» **Your instructions**
Each record is to be given again precisely as written.

» **Records to process**
#####

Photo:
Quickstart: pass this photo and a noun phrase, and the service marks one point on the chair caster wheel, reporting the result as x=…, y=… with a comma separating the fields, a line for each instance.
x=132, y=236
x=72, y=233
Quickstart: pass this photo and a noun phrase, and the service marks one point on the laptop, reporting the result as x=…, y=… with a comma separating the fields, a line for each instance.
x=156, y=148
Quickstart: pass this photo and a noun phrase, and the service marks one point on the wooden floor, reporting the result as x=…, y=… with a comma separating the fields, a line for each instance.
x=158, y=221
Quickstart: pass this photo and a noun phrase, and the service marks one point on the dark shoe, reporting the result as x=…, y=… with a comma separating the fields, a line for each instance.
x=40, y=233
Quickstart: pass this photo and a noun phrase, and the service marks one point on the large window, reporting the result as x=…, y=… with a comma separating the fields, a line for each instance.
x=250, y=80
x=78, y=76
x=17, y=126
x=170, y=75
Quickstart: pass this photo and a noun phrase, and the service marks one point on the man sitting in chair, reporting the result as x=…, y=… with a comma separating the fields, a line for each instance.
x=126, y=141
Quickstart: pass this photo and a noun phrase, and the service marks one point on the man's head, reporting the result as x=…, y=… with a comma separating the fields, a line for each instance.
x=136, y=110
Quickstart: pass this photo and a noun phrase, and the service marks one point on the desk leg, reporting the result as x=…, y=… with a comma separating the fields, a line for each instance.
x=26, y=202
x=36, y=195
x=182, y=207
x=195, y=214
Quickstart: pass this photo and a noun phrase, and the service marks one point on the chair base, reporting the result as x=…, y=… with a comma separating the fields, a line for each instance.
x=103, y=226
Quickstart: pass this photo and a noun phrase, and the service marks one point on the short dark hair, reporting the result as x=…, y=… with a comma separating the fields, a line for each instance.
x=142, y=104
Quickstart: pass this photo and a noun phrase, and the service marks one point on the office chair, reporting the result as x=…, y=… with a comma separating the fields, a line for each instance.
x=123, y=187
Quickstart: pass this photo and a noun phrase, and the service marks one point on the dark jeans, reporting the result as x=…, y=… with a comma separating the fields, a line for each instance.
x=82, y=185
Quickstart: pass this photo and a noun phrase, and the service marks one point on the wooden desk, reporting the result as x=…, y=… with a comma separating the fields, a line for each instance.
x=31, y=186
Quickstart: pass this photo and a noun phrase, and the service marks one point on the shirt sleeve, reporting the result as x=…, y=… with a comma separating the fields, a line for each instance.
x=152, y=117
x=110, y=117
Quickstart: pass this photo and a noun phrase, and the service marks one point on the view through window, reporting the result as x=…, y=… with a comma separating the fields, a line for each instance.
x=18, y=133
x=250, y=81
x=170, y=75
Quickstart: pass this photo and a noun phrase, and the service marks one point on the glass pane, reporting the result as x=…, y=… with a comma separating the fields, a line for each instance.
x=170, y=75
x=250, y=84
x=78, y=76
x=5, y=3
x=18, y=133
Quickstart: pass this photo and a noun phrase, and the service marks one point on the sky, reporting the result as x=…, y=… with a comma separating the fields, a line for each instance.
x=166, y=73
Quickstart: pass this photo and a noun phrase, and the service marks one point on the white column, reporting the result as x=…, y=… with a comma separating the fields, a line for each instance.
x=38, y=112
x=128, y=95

#####

» **Solution for this problem**
Photo:
Quickstart: pass this photo and a noun phrase, and the service marks one point on the chair caster wheel, reporting the result as x=…, y=… with a comma separating the fields, a line for each instance.
x=132, y=236
x=72, y=233
Quickstart: pass this photo and a noun phrase, and the service marks one point on the laptop, reporting the result as x=…, y=… with a comma separating the fields, a line for each instance.
x=156, y=148
Quickstart: pass this photo and a noun phrase, and the service marks one point on the wooden floor, reporting the result as x=…, y=… with a comma separating the fields, a line for each instance.
x=158, y=221
Quickstart: pass this photo and a noun phrase, and the service marks one point on the dark shoe, reporting the result as x=…, y=… with a comma separating the fields, a line for each instance.
x=40, y=233
Quickstart: pass this photo and a noun phrase, and the service marks one point on the large window, reporting the result as x=…, y=… with a comma separating the fields, a line for each instance.
x=250, y=80
x=78, y=76
x=17, y=126
x=170, y=75
Quickstart: pass this photo and a noun phrase, and the service marks one point on the man sitting in chair, reporting the result as x=…, y=… with a comma separating the fields, a line for each instance.
x=126, y=141
Quickstart: pass this photo and a noun phrase, and the service marks one point on the man's head, reporting the result as x=…, y=… with a comma separating the fields, a line for each instance.
x=136, y=110
Quickstart: pass this photo and a noun phrase, and the service marks one point on the desk leg, reporting the result as x=…, y=… with a comma separating the fields, a line for each instance.
x=26, y=202
x=36, y=195
x=182, y=207
x=195, y=214
Quickstart: pass this photo and a noun phrase, and the service marks one point on the chair base, reporting the result as x=…, y=… with a comma separating the fields, a line for each instance.
x=103, y=226
Quickstart: pass this photo and a noun phrase, and the service marks one point on the short dark hair, reporting the result as x=…, y=… with a comma separating the fields, a line for each instance.
x=142, y=104
Quickstart: pass this photo and a noun phrase, and the service marks one point on the office chair, reporting the result as x=…, y=… with a comma separating the fields, a line for each instance.
x=123, y=187
Quickstart: pass this photo and a noun phrase, and the service marks one point on the dark jeans, reporting the result as x=…, y=… with a comma separating the fields, a line for each instance.
x=82, y=185
Quickstart: pass this photo and a noun phrase, and the service marks one point on the wooden desk, reporting the result as x=…, y=… with a comma separating the fields, a line for each instance.
x=31, y=186
Quickstart: pass this photo and a noun phrase, and the service marks one point on the shirt sleeve, reporting the result as x=…, y=… with a comma separating the fields, a line for each instance.
x=152, y=117
x=110, y=117
Quickstart: pass this photo and a noun phrase, and the service marks one point on the view through window, reporting the result as x=…, y=… with a comma separating the fields, a line for each instance.
x=18, y=133
x=250, y=81
x=170, y=75
Quickstart: pass this photo and a noun phrase, and the service marks one point on the glass pane, reporting the result as x=…, y=… with a comma separating the fields, a line for each instance.
x=170, y=75
x=250, y=84
x=78, y=76
x=5, y=3
x=18, y=133
Quickstart: pass this photo and a noun phrase, and the service marks one point on the sky, reporting the result as x=…, y=… with a comma separating the fields, a line for each instance.
x=166, y=73
Quickstart: pass this photo and a noun phrase, and the service marks one point on the white column, reporting the result as x=…, y=… with a comma separating the fields, a line for each instance.
x=38, y=112
x=128, y=95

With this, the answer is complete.